**What is expected:** Go through each line of the records below and count those with the word "surface". Give only the count.

**Data for processing:**
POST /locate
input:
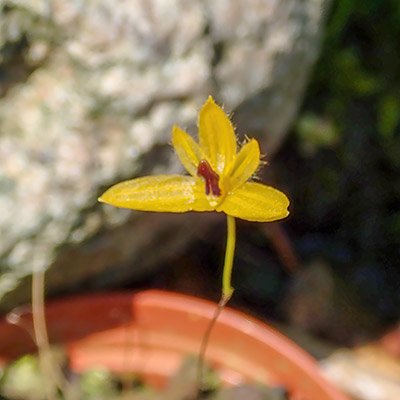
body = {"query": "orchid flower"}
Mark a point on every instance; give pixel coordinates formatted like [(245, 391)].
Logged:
[(219, 180)]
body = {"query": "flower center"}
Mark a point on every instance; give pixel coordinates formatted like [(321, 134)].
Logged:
[(211, 177)]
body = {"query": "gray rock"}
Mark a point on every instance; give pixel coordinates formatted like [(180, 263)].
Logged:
[(90, 91)]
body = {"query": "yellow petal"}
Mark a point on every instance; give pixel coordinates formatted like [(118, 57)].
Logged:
[(246, 163), (255, 202), (162, 193), (217, 137), (187, 149)]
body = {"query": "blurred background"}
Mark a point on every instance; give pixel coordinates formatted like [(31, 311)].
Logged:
[(89, 92)]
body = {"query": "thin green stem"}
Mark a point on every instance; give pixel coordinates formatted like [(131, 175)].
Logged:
[(227, 291), (52, 375)]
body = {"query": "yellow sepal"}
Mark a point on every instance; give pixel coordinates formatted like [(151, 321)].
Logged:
[(255, 202), (161, 193), (187, 150), (246, 164), (217, 137)]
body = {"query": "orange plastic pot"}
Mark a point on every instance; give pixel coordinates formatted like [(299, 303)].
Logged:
[(149, 333)]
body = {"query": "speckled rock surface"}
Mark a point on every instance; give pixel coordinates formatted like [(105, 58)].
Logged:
[(90, 91)]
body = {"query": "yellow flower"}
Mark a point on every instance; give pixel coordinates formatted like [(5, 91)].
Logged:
[(219, 177)]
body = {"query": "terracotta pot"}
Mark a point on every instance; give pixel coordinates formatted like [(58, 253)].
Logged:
[(150, 332)]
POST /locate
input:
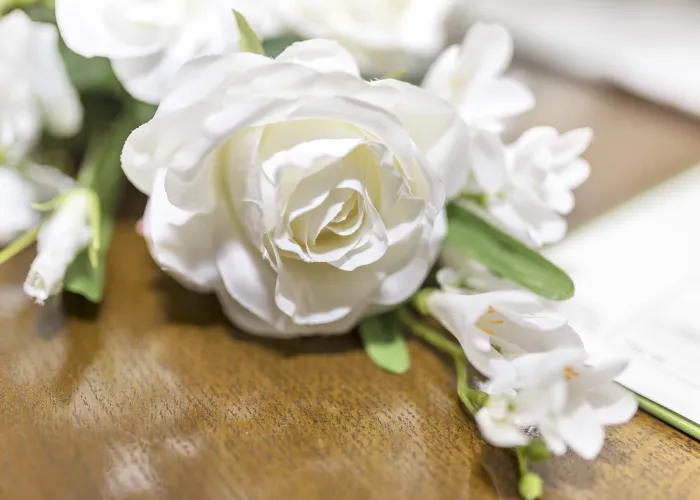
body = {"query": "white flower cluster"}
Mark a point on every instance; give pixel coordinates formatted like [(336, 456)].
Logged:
[(308, 198), (35, 93), (539, 372), (541, 380)]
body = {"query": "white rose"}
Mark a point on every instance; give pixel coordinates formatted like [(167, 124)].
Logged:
[(383, 35), (303, 195), (470, 76), (19, 189), (34, 87), (147, 40)]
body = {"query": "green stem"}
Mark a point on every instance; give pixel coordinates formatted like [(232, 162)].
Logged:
[(522, 460), (428, 334), (472, 399), (467, 395)]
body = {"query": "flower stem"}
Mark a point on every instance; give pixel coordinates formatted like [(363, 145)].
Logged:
[(428, 334), (463, 390), (471, 398), (530, 485)]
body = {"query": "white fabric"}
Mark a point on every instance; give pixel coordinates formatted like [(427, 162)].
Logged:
[(648, 47)]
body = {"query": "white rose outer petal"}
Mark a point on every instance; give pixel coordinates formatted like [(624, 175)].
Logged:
[(147, 41), (304, 196)]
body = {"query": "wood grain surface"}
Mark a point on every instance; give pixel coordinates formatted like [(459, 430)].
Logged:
[(155, 395)]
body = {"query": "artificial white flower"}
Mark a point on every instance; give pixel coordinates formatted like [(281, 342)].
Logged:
[(495, 327), (568, 396), (527, 185), (35, 90), (146, 40), (470, 76), (262, 15), (384, 36), (303, 195), (62, 237), (20, 187), (498, 422)]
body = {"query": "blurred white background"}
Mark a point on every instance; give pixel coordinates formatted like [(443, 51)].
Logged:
[(649, 47)]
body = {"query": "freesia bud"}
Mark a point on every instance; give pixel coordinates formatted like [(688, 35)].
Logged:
[(60, 240)]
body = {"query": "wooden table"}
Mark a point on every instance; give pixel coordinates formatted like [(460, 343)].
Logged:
[(154, 395)]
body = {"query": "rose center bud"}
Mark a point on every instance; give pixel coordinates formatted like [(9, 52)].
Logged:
[(332, 202)]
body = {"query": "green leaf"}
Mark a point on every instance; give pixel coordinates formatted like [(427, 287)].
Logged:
[(275, 46), (82, 277), (101, 173), (536, 451), (505, 255), (249, 40), (385, 344)]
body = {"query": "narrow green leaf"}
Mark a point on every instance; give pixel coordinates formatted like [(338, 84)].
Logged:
[(385, 344), (102, 174), (275, 46), (505, 255), (82, 276), (249, 40)]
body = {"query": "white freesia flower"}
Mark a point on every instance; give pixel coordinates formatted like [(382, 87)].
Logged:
[(34, 87), (495, 327), (303, 195), (146, 40), (60, 240), (384, 36), (498, 422), (20, 187), (527, 185), (567, 395), (470, 76)]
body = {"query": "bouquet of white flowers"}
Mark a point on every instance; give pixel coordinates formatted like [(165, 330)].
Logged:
[(312, 201)]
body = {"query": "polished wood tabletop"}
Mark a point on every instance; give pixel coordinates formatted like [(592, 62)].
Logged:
[(154, 395)]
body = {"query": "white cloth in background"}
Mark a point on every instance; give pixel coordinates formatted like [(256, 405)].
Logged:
[(648, 47)]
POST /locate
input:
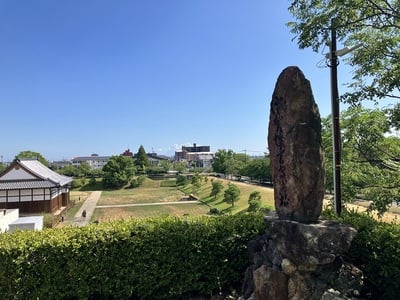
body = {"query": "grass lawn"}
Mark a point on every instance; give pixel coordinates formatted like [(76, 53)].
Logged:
[(140, 212), (149, 192), (267, 195), (153, 191)]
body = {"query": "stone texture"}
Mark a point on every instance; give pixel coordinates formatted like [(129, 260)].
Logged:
[(310, 244), (301, 261), (270, 284), (294, 142)]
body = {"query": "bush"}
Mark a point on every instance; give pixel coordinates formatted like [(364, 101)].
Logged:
[(214, 211), (153, 259), (376, 251)]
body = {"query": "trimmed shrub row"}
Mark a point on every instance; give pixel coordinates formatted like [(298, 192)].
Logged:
[(376, 251), (150, 259)]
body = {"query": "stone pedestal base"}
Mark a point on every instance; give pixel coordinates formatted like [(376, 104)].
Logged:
[(301, 261)]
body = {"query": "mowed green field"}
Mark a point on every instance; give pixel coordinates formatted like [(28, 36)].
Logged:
[(152, 200)]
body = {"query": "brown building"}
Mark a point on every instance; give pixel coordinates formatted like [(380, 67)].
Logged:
[(199, 156), (33, 188)]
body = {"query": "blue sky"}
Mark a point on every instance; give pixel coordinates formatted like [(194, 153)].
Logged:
[(100, 76)]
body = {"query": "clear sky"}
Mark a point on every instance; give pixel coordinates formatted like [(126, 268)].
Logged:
[(99, 76)]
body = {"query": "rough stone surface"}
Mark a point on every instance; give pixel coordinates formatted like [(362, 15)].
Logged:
[(270, 284), (310, 244), (294, 142), (301, 261)]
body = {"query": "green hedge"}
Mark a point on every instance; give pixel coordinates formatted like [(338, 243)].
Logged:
[(376, 251), (151, 259)]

**Answer box:** 3